* **STATED PROBLEM**:
Reproduce verbatim the lines in the records below, from the line containing "Every instance of the yellow rimmed bowl gets" through the line containing "42 65 L 30 65", including both of those lines. Output nothing beyond them.

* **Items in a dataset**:
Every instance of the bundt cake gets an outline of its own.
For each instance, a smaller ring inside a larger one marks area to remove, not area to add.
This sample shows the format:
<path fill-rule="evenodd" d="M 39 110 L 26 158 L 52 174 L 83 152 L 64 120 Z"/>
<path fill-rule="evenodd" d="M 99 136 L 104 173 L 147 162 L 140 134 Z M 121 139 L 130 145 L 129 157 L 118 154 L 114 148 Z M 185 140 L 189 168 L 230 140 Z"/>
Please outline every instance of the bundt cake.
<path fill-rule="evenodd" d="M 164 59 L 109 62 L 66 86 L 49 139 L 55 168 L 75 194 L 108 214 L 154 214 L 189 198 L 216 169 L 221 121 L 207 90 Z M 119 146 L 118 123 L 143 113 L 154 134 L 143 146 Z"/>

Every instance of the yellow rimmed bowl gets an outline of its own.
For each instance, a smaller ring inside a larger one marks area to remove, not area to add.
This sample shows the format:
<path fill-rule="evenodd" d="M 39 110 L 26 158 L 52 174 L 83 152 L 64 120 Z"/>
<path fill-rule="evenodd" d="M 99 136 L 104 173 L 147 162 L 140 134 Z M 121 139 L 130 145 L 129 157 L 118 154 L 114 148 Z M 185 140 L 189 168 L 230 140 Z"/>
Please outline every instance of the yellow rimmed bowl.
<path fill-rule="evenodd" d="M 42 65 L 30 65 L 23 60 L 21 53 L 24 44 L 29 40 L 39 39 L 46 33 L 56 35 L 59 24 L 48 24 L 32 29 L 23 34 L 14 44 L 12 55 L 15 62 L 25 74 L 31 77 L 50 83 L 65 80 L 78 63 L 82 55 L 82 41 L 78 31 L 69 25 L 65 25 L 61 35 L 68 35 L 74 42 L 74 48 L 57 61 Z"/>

* * *

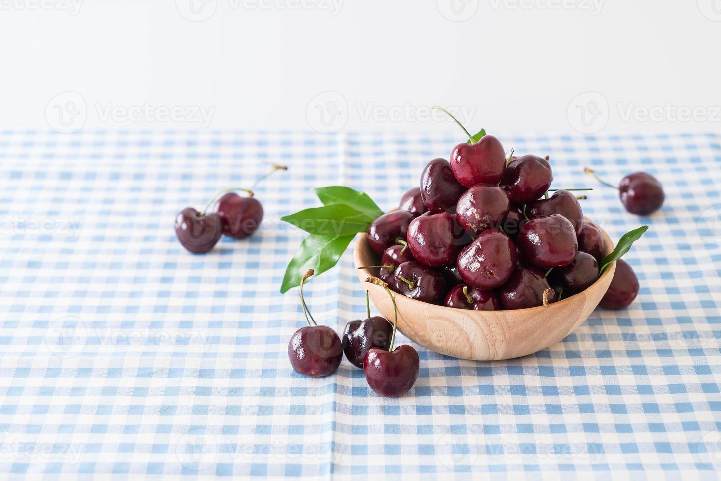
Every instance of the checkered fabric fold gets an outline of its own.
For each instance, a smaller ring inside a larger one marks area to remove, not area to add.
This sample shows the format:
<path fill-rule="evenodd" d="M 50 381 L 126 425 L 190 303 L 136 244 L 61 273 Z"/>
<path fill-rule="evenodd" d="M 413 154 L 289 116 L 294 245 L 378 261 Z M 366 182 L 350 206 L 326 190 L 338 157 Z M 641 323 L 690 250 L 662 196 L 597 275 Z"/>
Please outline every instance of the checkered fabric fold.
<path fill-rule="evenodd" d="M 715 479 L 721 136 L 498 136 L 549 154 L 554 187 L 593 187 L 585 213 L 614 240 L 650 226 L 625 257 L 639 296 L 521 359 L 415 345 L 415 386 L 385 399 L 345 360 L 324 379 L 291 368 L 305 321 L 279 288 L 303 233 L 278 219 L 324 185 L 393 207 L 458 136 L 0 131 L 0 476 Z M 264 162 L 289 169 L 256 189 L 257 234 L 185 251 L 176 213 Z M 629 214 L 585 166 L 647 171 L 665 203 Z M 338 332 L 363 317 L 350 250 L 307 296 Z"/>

* * *

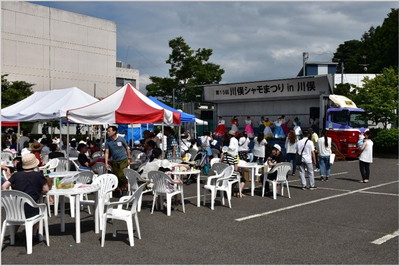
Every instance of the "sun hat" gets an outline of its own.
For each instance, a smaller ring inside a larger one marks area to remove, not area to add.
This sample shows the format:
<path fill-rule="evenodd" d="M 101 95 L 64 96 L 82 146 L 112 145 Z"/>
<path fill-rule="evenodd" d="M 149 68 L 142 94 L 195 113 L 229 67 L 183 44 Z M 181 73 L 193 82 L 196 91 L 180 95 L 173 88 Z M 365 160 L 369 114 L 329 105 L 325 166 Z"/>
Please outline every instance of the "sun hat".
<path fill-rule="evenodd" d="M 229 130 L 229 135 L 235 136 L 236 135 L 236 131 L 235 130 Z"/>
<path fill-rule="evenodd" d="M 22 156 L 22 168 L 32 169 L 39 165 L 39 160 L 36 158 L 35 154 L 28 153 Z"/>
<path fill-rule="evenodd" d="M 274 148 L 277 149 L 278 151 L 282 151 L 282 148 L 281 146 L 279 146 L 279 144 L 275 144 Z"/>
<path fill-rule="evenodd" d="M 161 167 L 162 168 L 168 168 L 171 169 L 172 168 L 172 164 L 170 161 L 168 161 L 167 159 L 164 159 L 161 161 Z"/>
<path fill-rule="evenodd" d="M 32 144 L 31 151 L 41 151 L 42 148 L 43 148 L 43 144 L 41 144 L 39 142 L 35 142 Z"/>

* **COMPLETED TASK**:
Every instance of the yellow rimmed bowl gets an outline of its own.
For each instance, a smaller ring inside a larger one marks area to remove, not area to add.
This sample shows the format:
<path fill-rule="evenodd" d="M 39 110 L 26 158 L 52 174 L 83 152 L 64 120 Z"/>
<path fill-rule="evenodd" d="M 99 136 L 104 173 L 147 162 L 140 134 Z M 121 139 L 130 145 L 129 157 L 118 154 L 114 148 Z M 185 140 L 189 168 L 230 140 Z"/>
Please outline every instance of the yellow rimmed bowl.
<path fill-rule="evenodd" d="M 42 65 L 30 65 L 23 60 L 21 53 L 24 44 L 29 40 L 39 39 L 46 33 L 56 35 L 59 24 L 48 24 L 32 29 L 23 34 L 14 44 L 12 55 L 15 62 L 25 74 L 31 77 L 50 83 L 65 80 L 78 63 L 82 55 L 82 41 L 78 31 L 69 25 L 65 25 L 61 35 L 68 35 L 74 42 L 74 48 L 57 61 Z"/>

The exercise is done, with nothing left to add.